__Quoted text__
— Begin —
But when they arrived at one church member’s housing complex, they were stopped by a small group of people who asked if they could have a mask as well.
“That day I only had enough to cover our church family so I had to say no, but I told them we would return,” Lois said. “We instantly saw how God could use these masks as a witnessing opportunity. If you went door to door to give out gospel tracts, people wouldn’t want them. But if you offered a free mask and attached a tract or an invitation to church, they would gladly accept it.”
Realizing the project was much too big for their church to handle alone, Lois sent out a simple pattern and a plea for other churches and associations to make masks and help meet the need.
“We are one of those old country churches where our members are mostly elderly,” she said. “Many of them gave away their sewing machines long ago. I’ve made 104 masks so far, but I know there are other groups who have taken this on and made a lot more.”
Personally, Lois has given her made-with-love masks to truck drivers, mail carriers, grocery store workers, and many other appreciative people who consider the masks a small token of peace during these unprecedented times.
“We were able to get a mask to one new mother in Washington, Mo., who has a very small baby and knew she would have to get out and be at the doctor’s office in the coming months,” Lois said. “I made one for her and her husband. She was very thankful and told me how she never learned to sew so she couldn’t make one herself.”
— End —
__Actions to take__
1. Answer these questions about the passage on the church's mask project:
(a) How many masks has Lois made so far?
(b) What did Lois send to other churches and associations?
(c) Why couldn't the new mother in Washington, Mo., make a mask herself?
2. Pick up the passage about the church's mask project where it ends and keep writing it.

__Available data__
— Begin —
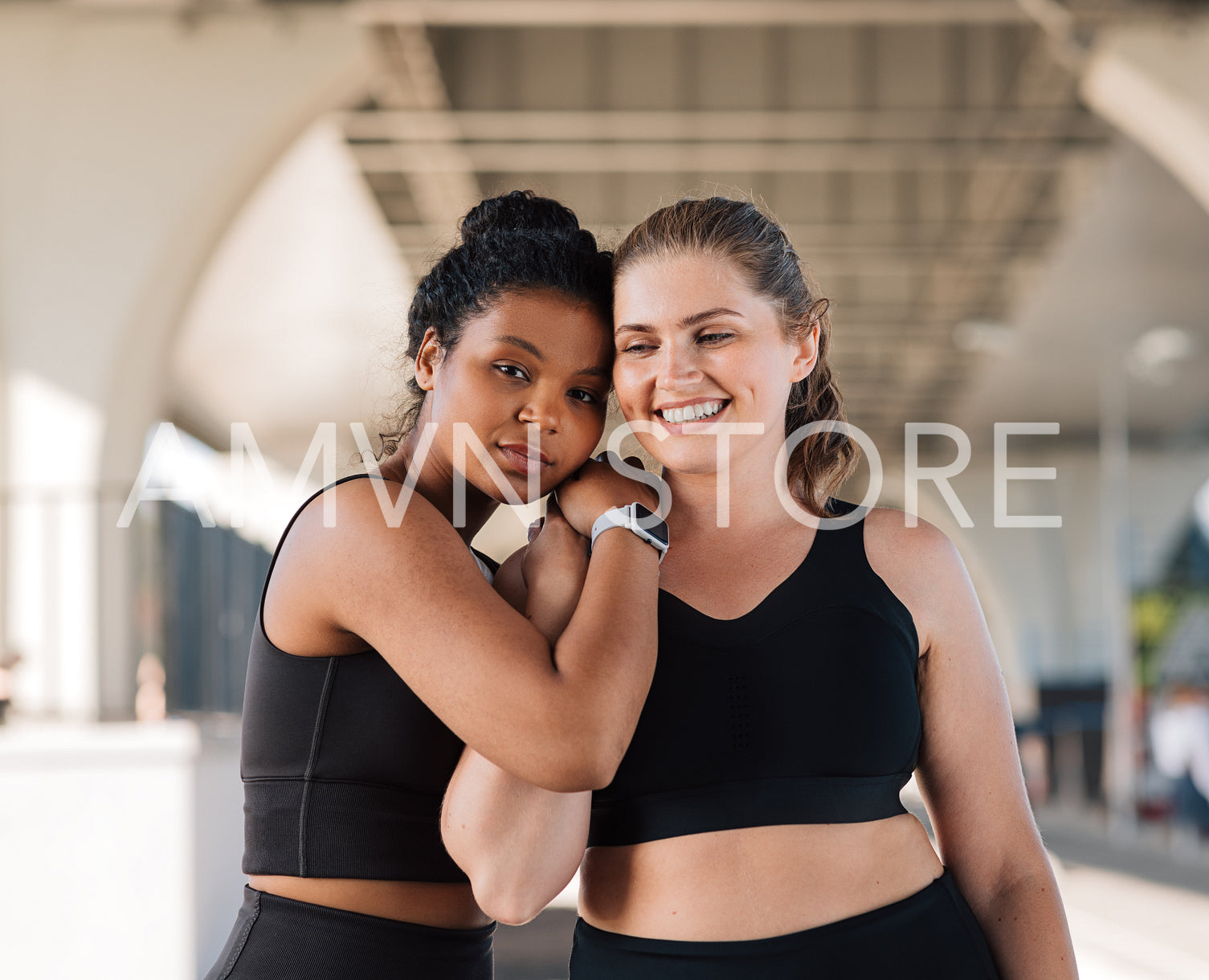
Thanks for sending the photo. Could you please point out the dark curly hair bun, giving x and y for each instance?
(510, 243)
(517, 210)
(524, 213)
— End —
__Exercise responses__
1.
(a) 104 masks.
(b) A simple pattern and a plea for them to make masks and help meet the need.
(c) She never learned to sew.

2.
And that young mother wasn’t the only person who spoke up about their lack of sewing skills. Since handing out the masks, Lois and Don have heard many stories of people who were never taught the life-sustaining skills that former generations were brought up learning.
“We live in a throw-away society and many people don’t know how to do even simple tasks like sew up a hem or replace a button,” she said.
Now they, along with other nearby churches and associations, are brainstorming ways they could possibly teach these life skills as a free ministry in the future. Lois believes teaching skills like sewing, car maintenance, gardening, canning, cooking and even raising small livestock would meet a real need for people.
“Many of our older members have been doing these things for years and they have valuable knowledge that needs to be passed along,” she said. “These are real ways people can save money and take care of their families when money is tight and employment is uncertain. This could be another way we can be a blessing to people and love them like Jesus.”